## START Document text

Július Hudáček (born 9 August 1988) is a Slovak ice hockey professional goaltender currently playing for Barys Astana of the Kontinental Hockey League (KHL).

Playing career
Hudáček spent several seasons in the Slovak Extraliga, first tending net for HK Spišská Nová Ves in 2003–04, then briefly with Poprad for the 2004–05 season, before returning again to HK Spišská Nová Ves.  From 2008-2011, he played primarily with HC Košice, spending some time with HK 2016 Trebišov and HC 46 Bardejov.

From 2011-2013, he played in Sweden, primarily for Frölunda HC.

After a brief stint with HC Sibir Novosibirsk of the Kontinental Hockey League and then with HC CSOB Pardubice of the Czech Extraliga in 2013-14, he returned to Sweden to play for Örebro HK where he played until 2017.  At Örebro, he was well-known for post-game on-ice comedic and acrobatic performances after team wins, known as "Hudashows".

## END Document text

Exercise tasks:
a) In the Hudáček biography above, what were his post-game performances at Örebro known as?
b) Edit the Hudáček biography starting with "Július Hudáček (born" and going on through "Hockey League (KHL).", swapping "goaltender" for "goalie".

## START Records supplied

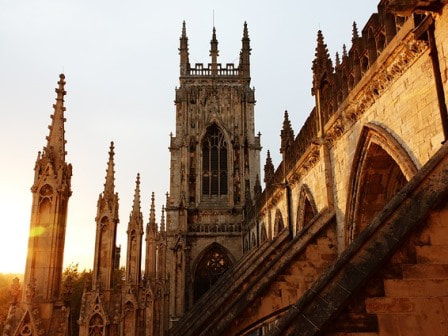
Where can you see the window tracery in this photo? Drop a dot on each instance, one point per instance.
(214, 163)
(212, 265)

## END Records supplied
## START Records supplied

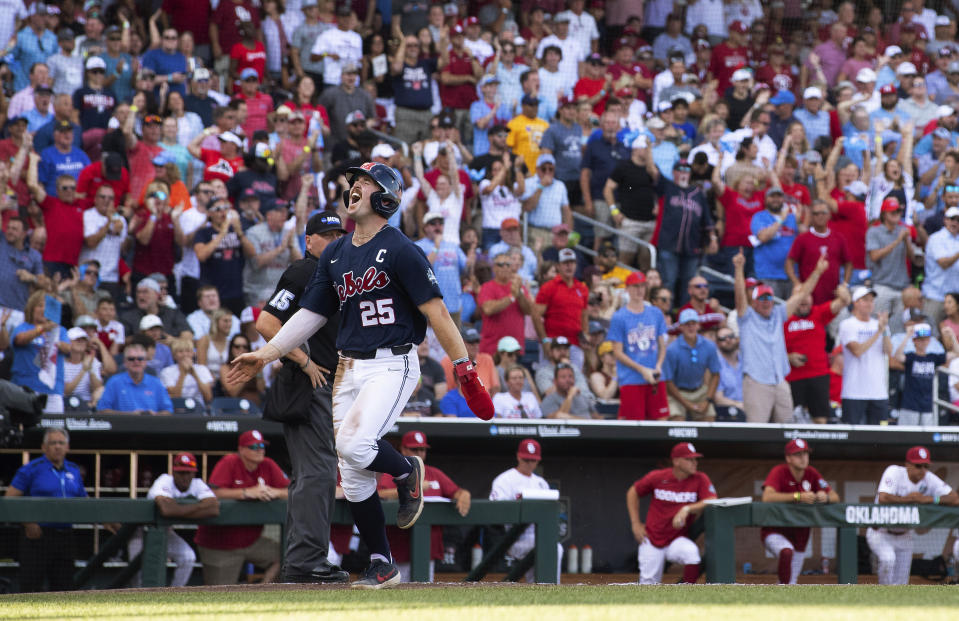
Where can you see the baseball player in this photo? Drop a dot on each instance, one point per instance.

## END Records supplied

Solutions to each task:
a) "Hudashows"

b)
Július Hudáček (born 9 August 1988) is a Slovak ice hockey professional goalie currently playing for Barys Astana of the Kontinental Hockey League (KHL).